### INSTRUCTION:
Recast the lines as a numbered list, leaving out blank lines, using only the part that opens with the line containing "statue's hair in the image above." and closes with the line containing "0;205;510;339", both ends included.

STORED DATA start

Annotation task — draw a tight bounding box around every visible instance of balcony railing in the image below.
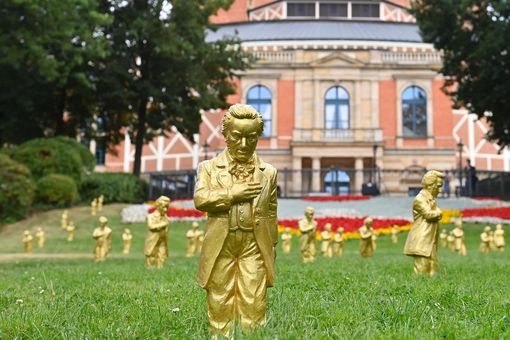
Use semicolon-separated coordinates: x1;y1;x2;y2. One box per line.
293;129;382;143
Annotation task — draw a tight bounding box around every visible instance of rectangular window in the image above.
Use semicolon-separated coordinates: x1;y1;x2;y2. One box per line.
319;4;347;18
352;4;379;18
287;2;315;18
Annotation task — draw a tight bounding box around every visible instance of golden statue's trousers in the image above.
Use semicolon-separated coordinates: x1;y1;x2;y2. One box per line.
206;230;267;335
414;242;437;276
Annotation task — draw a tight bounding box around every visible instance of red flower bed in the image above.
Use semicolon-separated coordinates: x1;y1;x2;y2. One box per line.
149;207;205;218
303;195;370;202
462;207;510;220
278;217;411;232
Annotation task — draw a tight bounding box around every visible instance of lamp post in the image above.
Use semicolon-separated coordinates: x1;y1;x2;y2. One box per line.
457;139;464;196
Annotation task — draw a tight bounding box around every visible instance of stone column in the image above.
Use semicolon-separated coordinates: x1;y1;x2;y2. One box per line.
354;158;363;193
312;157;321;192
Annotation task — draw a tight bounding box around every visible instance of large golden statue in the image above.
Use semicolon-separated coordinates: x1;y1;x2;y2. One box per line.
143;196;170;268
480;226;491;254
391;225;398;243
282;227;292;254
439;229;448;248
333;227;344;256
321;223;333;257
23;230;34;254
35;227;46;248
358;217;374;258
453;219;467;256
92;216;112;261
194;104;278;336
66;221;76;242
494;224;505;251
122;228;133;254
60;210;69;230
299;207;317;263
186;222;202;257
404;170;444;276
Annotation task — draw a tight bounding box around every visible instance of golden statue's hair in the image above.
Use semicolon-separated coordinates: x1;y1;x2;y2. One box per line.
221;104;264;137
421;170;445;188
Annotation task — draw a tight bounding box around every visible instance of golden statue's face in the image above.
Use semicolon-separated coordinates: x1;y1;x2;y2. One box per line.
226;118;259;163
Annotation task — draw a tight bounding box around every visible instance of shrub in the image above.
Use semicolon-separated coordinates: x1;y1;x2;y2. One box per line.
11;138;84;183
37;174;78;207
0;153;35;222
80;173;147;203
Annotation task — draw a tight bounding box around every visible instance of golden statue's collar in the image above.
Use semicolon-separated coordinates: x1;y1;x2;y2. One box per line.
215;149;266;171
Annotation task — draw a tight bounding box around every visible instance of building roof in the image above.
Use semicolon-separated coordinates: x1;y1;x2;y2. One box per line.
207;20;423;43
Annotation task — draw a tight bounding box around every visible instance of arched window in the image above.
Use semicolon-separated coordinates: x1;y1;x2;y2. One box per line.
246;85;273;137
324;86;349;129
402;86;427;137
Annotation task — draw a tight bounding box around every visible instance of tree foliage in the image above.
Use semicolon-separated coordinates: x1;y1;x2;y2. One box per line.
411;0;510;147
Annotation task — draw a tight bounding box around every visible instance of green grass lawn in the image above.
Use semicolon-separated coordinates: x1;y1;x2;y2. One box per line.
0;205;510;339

STORED DATA end
STORED DATA start

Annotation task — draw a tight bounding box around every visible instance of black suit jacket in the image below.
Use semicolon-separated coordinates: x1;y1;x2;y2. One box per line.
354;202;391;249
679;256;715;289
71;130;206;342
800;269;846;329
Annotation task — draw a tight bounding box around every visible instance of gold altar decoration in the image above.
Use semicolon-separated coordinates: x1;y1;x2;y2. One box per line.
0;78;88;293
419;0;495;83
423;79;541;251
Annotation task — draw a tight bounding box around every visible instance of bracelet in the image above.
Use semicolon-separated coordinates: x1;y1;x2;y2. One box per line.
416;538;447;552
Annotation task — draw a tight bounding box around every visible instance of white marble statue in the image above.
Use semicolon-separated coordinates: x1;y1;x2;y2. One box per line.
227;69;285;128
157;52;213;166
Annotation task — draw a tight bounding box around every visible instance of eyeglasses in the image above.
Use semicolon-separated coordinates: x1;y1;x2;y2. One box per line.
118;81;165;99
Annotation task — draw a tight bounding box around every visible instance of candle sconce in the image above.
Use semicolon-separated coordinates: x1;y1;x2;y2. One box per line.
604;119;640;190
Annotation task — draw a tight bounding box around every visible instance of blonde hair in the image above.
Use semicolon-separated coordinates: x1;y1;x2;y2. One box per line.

STORED DATA end
STORED DATA start

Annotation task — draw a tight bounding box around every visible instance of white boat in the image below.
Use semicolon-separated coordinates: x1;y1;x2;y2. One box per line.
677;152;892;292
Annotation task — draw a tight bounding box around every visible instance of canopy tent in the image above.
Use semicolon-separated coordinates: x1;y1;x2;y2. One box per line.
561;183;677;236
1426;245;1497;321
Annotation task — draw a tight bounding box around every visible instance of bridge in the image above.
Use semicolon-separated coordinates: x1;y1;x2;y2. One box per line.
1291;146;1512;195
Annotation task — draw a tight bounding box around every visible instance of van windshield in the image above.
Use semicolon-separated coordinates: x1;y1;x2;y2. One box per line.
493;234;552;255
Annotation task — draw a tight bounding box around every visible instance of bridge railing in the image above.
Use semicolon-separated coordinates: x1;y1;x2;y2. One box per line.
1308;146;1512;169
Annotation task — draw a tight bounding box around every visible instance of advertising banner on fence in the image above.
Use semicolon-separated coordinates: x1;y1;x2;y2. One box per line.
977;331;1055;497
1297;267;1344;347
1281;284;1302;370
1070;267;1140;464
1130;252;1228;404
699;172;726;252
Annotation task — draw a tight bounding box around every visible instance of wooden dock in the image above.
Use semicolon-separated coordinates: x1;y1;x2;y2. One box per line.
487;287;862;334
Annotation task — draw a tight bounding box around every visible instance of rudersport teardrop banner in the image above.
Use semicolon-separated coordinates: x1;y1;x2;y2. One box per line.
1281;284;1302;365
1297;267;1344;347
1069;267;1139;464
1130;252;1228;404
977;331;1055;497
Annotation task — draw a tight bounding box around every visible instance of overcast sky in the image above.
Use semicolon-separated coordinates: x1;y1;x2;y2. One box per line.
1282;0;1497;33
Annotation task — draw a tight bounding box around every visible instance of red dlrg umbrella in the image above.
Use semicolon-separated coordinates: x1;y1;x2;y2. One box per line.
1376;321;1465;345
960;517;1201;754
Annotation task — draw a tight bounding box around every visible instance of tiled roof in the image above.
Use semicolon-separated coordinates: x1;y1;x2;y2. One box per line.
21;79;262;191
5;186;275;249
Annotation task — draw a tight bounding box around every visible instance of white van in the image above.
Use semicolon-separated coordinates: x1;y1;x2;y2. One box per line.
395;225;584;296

STORED DATA end

### TASK SOLUTION:
1. Annotation task — draw a tight bounding box around every visible instance of golden statue's hair in the image above.
2. Use semicolon-separated coordinates: x1;y1;x2;y2. One box per line.
3. 221;104;264;137
4. 421;170;445;188
5. Annotation task — draw a tight bounding box around every visible instance of golden statue's face in the image above.
6. Use semicolon-separated coordinates: x1;y1;x2;y2. One box per line.
7. 226;118;259;163
8. Annotation task — draw a tight bounding box around every visible instance of shrub in the image above.
9. Use semicolon-separated coordinates: x1;y1;x2;y2. One box per line.
10. 11;138;84;183
11. 37;174;78;207
12. 0;153;35;222
13. 80;173;147;203
14. Annotation task — draw a tight bounding box around every visible instance of golden statue's collar in the image above.
15. Use semicolon-separated coordinates: x1;y1;x2;y2. One box per line.
16. 215;149;266;171
17. Annotation task — draw a tight bounding box around every visible instance of building roof in the image above.
18. Use semicolon-separated coordinates: x1;y1;x2;y2. One box per line.
19. 207;20;423;43
20. Annotation task — draw a tight bounding box around every visible instance of arched window in the image above.
21. Use semicolon-separated coordinates: x1;y1;x2;y2. One box per line.
22. 246;85;273;137
23. 324;86;349;129
24. 402;86;427;137
25. Annotation task — draw a tight bounding box around every visible instance of tree foliage in the image above.
26. Use semicolon-separated coordinates: x1;y1;x2;y2. One box per line.
27. 411;0;510;147
28. Annotation task — draw a tight bounding box around every visible instance of green grass lawn in the image above.
29. Use semicolon-separated coordinates: x1;y1;x2;y2. One box per line.
30. 0;205;510;339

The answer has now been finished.